--- The task ---
Pick up the article below about Tim Hortons franchisees and their parent company, and continue it from its final sentence.

--- Document text ---
________

Earlier this year iconic Canadian coffee and donut chain Tim Hortons, its franchisees, and parent company Restaurant Brands International Inc. (TSX:QSR)(NYSE:QSR) found themselves in hot water following a public outcry in response to the company’s plan to deal with mandatory minimum wage increases.
A few months after that, Tim Hortons’ franchisees have filed a lawsuit alleging that they are being treated unfairly by Tim Hortons’ parent company, Restaurant Brands International (RBI).
What are the chances that growing tensions inevitably end up in an outright sale of the Tim Hortons’ brand?
One has to wonder how long the contention between Tim Hortons’ franchisees and its owners will drag on for.
Keep in mind that Brazilian private equity firm 3G Capital bought Tim Hortons back in 2014 for US$12.5 billion.

________

--- Given information ---
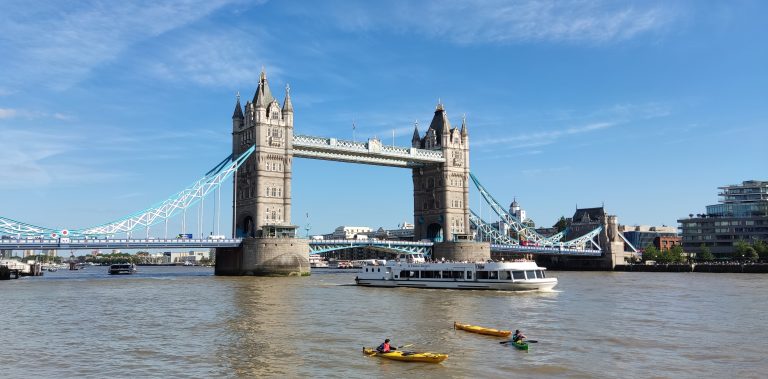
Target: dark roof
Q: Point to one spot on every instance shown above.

________

--- Result for this exercise ---
That deal followed 3G’s purchase of fast-food giant Burger King in 2010 and the buyout of world-famous ketchup maker H.J. Heinz in partnership with Warren Buffett in 2013.
However, 3G is also well known for its aggressive cost-cutting practices led by a team of Harvard-educated investors.
So when it was announced that 3G would be taking over Canada’s leading coffee house, many wondered if would have any impact on the iconic brand’s home-cooked vibe.
At the time of the transaction, then-CEO Marc Caira claimed that “Tim Hortons will still be Tim Hortons. We will still be the company of the Timbit and of the Double Double” and that there was no threat to the company’s existing business model.
However, the latest lawsuit being spearheaded by Great White North Franchisee Association-U.S., which owns nearly half of the Tim Hortons locations in the United States, claims that franchisees are being overcharged by RBI for everyday supplies and inventory.
For example, lawyers representing the franchise group are claiming its clients are being forced to pay US$104.08 more per case of bacon and US$23.85 more for cases of soda than what a competitor like fast-food chain Wendys Co (NASDAQ:WEN) would be required to pay.
And because the company’s franchisees are required to purchase these supplies direct from RBI, the additional charges are basically like an additional royalty charged to the company.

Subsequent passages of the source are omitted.